• _TASK DIRECTIONS_: No pictures go into the copy. Write out every line below exactly.

(Beginning of GIVEN RECORDS)

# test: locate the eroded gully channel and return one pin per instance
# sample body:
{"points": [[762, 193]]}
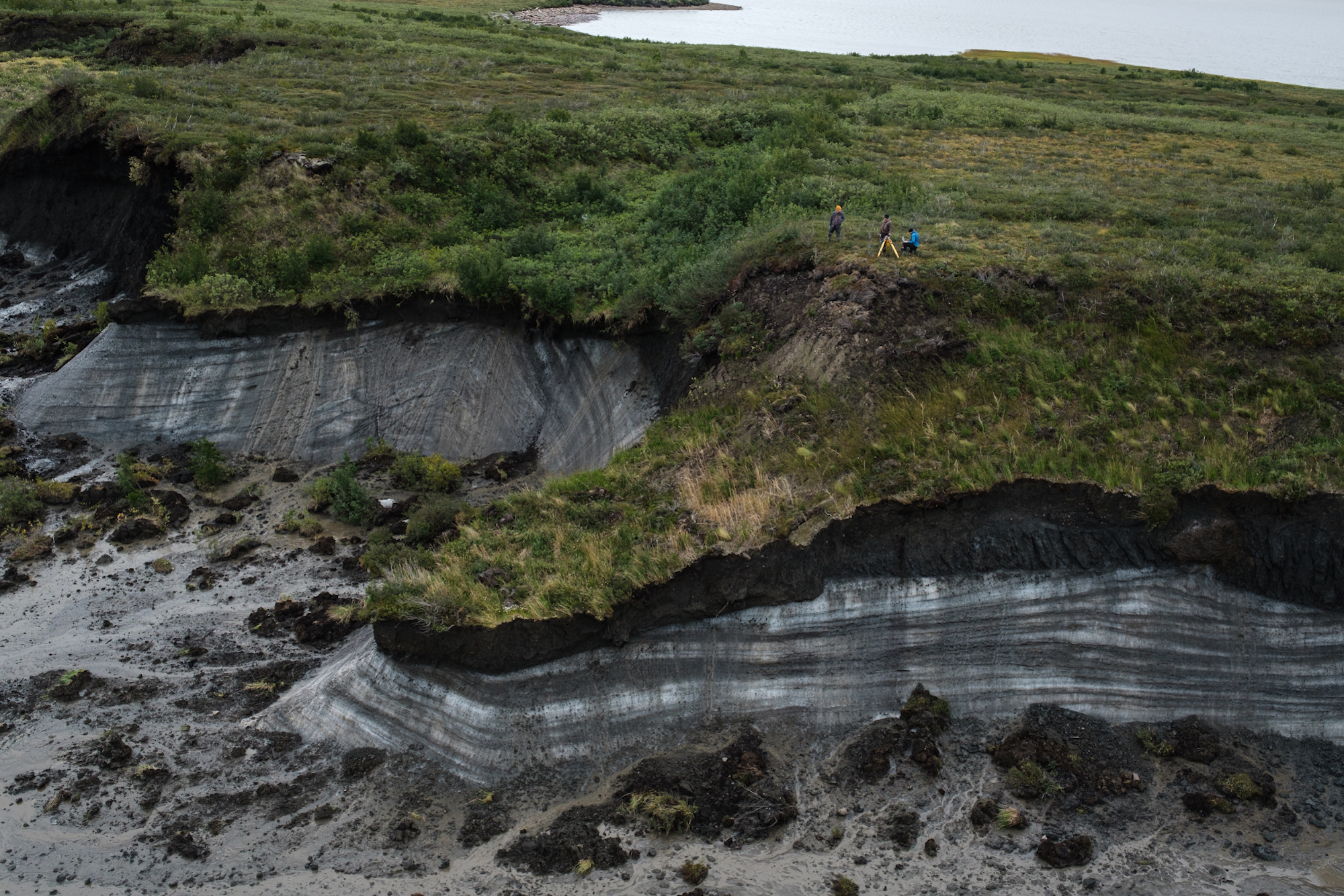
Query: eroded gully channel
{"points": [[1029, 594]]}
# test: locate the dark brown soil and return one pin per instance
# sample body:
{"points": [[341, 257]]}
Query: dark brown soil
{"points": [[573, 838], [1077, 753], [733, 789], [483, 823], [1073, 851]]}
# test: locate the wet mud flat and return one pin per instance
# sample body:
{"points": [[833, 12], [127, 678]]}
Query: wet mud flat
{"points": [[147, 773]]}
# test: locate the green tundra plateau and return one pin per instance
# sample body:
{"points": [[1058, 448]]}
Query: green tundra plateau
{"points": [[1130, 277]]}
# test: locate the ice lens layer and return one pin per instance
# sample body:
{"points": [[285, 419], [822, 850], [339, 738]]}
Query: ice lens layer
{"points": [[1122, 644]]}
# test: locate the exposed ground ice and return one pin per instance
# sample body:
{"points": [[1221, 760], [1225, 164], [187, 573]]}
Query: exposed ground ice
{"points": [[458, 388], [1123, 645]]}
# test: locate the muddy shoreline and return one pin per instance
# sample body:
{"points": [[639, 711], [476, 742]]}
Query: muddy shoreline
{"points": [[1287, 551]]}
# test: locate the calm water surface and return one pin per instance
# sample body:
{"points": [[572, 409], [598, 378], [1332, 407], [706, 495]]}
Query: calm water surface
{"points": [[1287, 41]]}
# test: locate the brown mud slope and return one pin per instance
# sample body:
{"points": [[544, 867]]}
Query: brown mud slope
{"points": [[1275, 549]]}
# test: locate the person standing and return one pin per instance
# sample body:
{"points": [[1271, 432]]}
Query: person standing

(End of GIVEN RECORDS)

• _RESPONSE FOR THIS EXERCISE_:
# test: locate the eroded gully channel and return one pin per instance
# sample body:
{"points": [[762, 193]]}
Query: eroded gully channel
{"points": [[1029, 594]]}
# test: locate the dark brown soil and return one pin per instance
# sample body:
{"points": [[341, 257]]}
Query: dark brown soil
{"points": [[573, 838], [1077, 753], [733, 789], [483, 823], [1073, 851]]}
# test: locate the wet mud flat and return one pin per instance
# sample body:
{"points": [[833, 12], [127, 678]]}
Query: wet mud flat
{"points": [[147, 773]]}
# test: locate the green tundra plateau and return one pin per instance
# sample body:
{"points": [[1058, 448]]}
Query: green tundra plateau
{"points": [[1130, 277]]}
# test: locate the ice lens layer and return one pin per instance
# sample body:
{"points": [[285, 419], [822, 850], [339, 738]]}
Query: ice lens layer
{"points": [[1122, 644]]}
# test: locate the exposed ground ice and return one pin per instance
# sample body:
{"points": [[1221, 760], [1225, 164], [187, 573]]}
Query: exposed ground ice
{"points": [[458, 388], [1123, 645]]}
# test: locate the muddy shoreline and return one pin per instance
# sample body:
{"points": [[639, 711], [476, 742]]}
Query: muddy shoreline
{"points": [[1287, 551]]}
# test: locate the calm water surface and return one pin per instance
# sample body:
{"points": [[572, 409], [598, 378], [1332, 407], [706, 495]]}
Query: calm water surface
{"points": [[1287, 41]]}
# test: locate the brown mud slope and return one pin per instance
# sample body:
{"points": [[544, 867]]}
Query: brown mud slope
{"points": [[1275, 549]]}
# test: locate the person standing and return one pin per instance
# sample body:
{"points": [[1271, 432]]}
Query: person standing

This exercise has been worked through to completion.